==== Exercise inputs

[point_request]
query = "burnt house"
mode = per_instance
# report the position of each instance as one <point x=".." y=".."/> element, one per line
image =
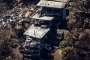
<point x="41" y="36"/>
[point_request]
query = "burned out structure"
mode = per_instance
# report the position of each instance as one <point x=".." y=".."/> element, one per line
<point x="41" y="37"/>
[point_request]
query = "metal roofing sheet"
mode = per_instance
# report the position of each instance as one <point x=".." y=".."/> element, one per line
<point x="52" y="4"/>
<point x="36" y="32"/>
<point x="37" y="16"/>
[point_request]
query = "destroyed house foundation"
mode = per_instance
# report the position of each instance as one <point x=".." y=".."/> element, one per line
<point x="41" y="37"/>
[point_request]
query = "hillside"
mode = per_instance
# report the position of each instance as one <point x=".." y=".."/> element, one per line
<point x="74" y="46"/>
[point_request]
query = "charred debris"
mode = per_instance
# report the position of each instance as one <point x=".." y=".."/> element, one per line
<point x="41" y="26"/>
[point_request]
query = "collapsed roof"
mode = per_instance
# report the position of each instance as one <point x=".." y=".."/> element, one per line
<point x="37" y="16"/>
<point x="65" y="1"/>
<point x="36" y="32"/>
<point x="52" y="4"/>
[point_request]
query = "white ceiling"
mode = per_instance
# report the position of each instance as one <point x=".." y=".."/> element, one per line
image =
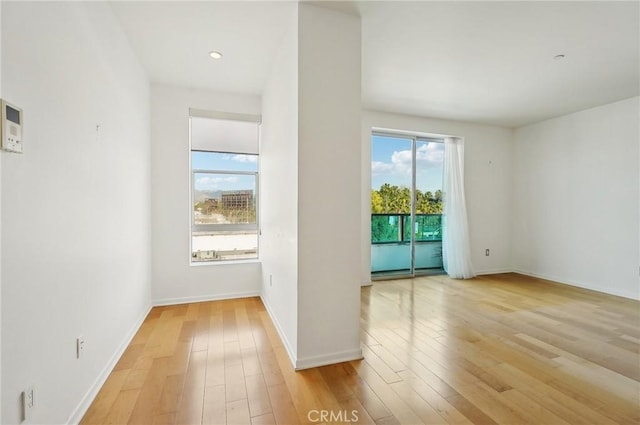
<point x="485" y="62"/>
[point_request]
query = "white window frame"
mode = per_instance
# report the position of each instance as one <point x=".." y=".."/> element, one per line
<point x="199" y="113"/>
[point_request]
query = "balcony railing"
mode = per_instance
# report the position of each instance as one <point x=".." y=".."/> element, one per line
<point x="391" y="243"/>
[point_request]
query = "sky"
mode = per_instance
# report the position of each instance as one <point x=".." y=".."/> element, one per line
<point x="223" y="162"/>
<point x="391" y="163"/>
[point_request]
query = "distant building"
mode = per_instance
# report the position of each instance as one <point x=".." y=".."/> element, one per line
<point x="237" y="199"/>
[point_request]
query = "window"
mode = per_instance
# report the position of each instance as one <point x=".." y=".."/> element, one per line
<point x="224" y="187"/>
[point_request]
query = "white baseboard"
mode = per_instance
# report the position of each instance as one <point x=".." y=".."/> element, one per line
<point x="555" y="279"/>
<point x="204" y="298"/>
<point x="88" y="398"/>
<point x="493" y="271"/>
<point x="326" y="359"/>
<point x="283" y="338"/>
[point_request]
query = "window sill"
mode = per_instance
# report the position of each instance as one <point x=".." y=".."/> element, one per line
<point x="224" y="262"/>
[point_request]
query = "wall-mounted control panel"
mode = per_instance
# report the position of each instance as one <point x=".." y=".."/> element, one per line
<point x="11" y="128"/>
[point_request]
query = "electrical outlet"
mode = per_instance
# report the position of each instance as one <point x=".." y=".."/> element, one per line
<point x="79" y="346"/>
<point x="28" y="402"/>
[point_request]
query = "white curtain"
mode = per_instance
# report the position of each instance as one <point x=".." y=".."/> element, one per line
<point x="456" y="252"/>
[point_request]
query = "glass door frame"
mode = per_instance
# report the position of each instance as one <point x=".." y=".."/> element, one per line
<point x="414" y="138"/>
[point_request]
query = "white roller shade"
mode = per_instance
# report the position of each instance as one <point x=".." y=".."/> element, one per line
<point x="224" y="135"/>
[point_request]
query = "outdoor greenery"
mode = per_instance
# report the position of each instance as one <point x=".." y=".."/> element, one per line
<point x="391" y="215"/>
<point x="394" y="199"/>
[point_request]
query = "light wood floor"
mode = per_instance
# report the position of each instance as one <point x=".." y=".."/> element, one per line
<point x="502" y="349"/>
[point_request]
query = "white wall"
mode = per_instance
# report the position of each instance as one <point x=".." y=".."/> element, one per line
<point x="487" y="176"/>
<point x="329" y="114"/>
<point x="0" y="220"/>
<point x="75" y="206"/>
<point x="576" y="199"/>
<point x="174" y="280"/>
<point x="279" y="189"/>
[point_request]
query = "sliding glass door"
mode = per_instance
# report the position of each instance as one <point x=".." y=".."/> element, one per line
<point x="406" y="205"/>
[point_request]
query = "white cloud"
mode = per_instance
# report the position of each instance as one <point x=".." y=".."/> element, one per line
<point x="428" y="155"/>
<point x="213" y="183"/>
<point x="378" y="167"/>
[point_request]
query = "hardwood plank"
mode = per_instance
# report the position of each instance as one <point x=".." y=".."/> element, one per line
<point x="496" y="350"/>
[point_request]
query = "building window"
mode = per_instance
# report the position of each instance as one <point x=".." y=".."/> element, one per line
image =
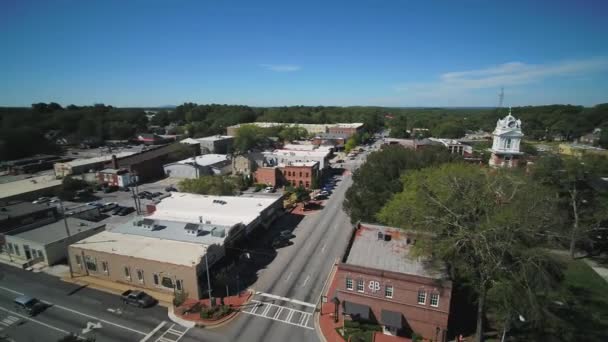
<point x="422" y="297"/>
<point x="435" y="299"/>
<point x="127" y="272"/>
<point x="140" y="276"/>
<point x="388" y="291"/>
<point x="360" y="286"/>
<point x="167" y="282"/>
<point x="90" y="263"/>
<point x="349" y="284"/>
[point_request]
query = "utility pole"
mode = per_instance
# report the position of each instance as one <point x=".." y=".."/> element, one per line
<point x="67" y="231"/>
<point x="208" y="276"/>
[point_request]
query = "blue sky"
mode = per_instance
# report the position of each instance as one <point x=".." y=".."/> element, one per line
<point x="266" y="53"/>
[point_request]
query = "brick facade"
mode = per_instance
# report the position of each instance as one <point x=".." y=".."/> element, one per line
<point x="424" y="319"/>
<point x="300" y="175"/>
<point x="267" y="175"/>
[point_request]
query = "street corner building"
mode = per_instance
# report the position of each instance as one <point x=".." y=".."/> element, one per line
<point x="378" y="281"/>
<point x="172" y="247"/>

========
==== Exercise inputs

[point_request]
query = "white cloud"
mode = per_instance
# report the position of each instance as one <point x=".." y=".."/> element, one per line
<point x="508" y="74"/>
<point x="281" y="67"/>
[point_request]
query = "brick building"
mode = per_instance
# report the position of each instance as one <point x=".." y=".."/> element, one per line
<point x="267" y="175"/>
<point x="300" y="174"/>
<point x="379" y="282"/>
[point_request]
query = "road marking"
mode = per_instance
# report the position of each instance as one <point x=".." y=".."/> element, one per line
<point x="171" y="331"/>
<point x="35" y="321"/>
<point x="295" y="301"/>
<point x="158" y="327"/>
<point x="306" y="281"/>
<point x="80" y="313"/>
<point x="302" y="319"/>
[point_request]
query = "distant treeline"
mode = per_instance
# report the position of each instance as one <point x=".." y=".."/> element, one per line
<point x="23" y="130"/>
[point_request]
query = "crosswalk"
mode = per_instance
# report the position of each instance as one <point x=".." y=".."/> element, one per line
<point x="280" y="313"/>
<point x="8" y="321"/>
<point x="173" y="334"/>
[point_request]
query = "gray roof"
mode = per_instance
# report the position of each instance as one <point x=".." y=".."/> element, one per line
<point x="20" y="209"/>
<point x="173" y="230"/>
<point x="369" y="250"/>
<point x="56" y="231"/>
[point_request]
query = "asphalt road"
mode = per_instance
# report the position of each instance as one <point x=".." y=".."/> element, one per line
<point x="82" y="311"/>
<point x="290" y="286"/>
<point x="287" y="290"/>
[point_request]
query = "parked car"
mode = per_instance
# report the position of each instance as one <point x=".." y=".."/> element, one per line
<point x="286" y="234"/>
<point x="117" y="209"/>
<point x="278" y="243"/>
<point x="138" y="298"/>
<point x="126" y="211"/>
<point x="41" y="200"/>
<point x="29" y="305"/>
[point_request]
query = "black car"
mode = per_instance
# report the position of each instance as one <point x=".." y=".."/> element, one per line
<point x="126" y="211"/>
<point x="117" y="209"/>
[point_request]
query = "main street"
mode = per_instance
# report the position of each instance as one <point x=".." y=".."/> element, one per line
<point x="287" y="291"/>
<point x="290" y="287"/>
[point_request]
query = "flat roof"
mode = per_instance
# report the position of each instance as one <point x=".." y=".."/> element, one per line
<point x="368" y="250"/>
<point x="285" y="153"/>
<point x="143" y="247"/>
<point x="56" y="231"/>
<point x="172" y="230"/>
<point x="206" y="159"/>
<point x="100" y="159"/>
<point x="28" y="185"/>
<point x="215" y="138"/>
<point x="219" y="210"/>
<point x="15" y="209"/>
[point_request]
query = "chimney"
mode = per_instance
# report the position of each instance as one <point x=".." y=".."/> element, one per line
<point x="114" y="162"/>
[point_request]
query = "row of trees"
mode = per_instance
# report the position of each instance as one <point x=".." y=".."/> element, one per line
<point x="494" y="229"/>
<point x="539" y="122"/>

========

▶ [What is expected]
Please locate each line in the entries above that contains the string "frame" and copy those lines out in full. Treat the match as case-sensitive.

▶ [Response to the exercise]
query = "white window frame"
query = "glass door frame"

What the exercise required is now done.